WORK TO BE COMPLETED »
Write out the data exactly, every line included.

DATA SHOWN »
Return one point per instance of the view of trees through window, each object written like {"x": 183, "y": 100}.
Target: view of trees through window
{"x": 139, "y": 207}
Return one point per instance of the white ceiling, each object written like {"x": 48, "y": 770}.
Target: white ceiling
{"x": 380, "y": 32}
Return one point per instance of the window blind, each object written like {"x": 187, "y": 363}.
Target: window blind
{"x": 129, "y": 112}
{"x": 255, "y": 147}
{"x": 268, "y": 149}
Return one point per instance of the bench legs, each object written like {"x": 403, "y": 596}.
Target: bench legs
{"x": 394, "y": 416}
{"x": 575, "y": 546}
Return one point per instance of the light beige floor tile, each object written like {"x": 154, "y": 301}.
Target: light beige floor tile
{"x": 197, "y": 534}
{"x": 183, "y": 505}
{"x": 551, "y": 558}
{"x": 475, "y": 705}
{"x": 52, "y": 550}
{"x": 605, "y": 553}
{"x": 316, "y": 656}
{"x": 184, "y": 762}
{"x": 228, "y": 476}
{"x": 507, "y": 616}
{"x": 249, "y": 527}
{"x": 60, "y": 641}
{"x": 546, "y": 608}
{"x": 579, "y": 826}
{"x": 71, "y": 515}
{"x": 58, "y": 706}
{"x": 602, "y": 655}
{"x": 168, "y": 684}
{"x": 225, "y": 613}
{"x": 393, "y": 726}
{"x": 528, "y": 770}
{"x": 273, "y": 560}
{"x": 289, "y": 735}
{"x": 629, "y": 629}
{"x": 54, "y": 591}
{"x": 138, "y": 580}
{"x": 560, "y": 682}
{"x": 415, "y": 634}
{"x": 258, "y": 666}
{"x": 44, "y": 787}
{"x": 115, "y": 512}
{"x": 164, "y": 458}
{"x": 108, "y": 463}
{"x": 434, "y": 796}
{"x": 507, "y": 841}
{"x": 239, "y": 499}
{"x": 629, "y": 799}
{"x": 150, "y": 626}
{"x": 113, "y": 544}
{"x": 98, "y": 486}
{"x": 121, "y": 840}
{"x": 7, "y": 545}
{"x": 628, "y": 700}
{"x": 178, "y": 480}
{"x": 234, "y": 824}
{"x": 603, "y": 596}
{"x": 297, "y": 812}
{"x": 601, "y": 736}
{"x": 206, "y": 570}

RESPONSE TO THE EXERCISE »
Return one point per instance of the view of trees through window, each object written like {"x": 183, "y": 100}.
Target: view of trees through window
{"x": 139, "y": 207}
Return one point per instance of the white ceiling, each object written like {"x": 48, "y": 770}.
Target: white ceiling
{"x": 380, "y": 32}
Return one point per instance of the window blind, each object written like {"x": 187, "y": 363}.
Target: window blind
{"x": 129, "y": 112}
{"x": 255, "y": 147}
{"x": 268, "y": 149}
Return one point per instance of the bench legs, each object written like {"x": 403, "y": 596}.
Target: bench legs
{"x": 394, "y": 416}
{"x": 575, "y": 546}
Return one point per instance of the light beige floor tile, each object written like {"x": 154, "y": 301}.
Target: light beige floor tile
{"x": 197, "y": 534}
{"x": 183, "y": 505}
{"x": 551, "y": 558}
{"x": 475, "y": 705}
{"x": 52, "y": 550}
{"x": 605, "y": 553}
{"x": 316, "y": 656}
{"x": 184, "y": 762}
{"x": 228, "y": 476}
{"x": 507, "y": 616}
{"x": 249, "y": 527}
{"x": 60, "y": 641}
{"x": 546, "y": 608}
{"x": 579, "y": 826}
{"x": 71, "y": 515}
{"x": 58, "y": 706}
{"x": 602, "y": 655}
{"x": 168, "y": 684}
{"x": 225, "y": 613}
{"x": 393, "y": 726}
{"x": 528, "y": 770}
{"x": 273, "y": 560}
{"x": 289, "y": 735}
{"x": 629, "y": 629}
{"x": 54, "y": 591}
{"x": 138, "y": 580}
{"x": 560, "y": 682}
{"x": 415, "y": 634}
{"x": 258, "y": 666}
{"x": 44, "y": 787}
{"x": 115, "y": 512}
{"x": 164, "y": 458}
{"x": 108, "y": 463}
{"x": 434, "y": 796}
{"x": 507, "y": 841}
{"x": 239, "y": 499}
{"x": 629, "y": 799}
{"x": 150, "y": 626}
{"x": 113, "y": 544}
{"x": 98, "y": 486}
{"x": 121, "y": 840}
{"x": 7, "y": 545}
{"x": 628, "y": 700}
{"x": 178, "y": 480}
{"x": 234, "y": 824}
{"x": 603, "y": 596}
{"x": 297, "y": 812}
{"x": 601, "y": 736}
{"x": 206, "y": 570}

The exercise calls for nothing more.